## Dataset records
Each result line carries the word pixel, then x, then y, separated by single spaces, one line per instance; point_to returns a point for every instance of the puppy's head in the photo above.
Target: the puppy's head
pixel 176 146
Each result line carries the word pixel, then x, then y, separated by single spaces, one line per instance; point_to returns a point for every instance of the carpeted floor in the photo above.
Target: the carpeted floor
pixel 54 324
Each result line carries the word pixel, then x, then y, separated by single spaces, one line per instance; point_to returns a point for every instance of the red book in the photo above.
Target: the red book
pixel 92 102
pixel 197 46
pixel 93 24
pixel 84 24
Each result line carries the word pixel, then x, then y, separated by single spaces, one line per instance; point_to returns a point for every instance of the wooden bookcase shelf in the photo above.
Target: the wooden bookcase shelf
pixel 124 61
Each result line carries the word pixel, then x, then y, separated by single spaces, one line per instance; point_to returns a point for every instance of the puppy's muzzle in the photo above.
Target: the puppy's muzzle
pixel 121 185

--

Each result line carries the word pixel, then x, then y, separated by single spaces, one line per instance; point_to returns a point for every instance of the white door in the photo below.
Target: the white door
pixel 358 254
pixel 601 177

## What is needed
Please copy all lines of the listing in which the string "returns" occurs.

## Response to this exercise
Each result line carries the word pixel, then x, then y, separated by single spaces, one line per instance; point_to returns a point for every instance of the puppy's head in the photo above.
Each result line carries the word pixel, then x, then y, separated by single spaces, one line per instance; point_to returns a point for every instance of the carpeted floor in the photo above.
Each result line carries the word pixel, then x, then y, separated by single spaces, one line per instance; point_to returns a point for every instance of the red book in the photo above.
Each result line carries the word pixel, then x, then y, separated by single spaces, one line per instance; point_to returns a point for every instance of the wooden bookcase shelf in the photo above.
Each result line carries the word pixel, then x, then y, separated by single spaces, one line per instance; point_to returns a point for every instance of the puppy's muzzle in the photo above.
Each result line carries the word pixel, then x, then y, separated by single spaces, one line per instance; point_to returns a point for every instance of the white door in the photo below.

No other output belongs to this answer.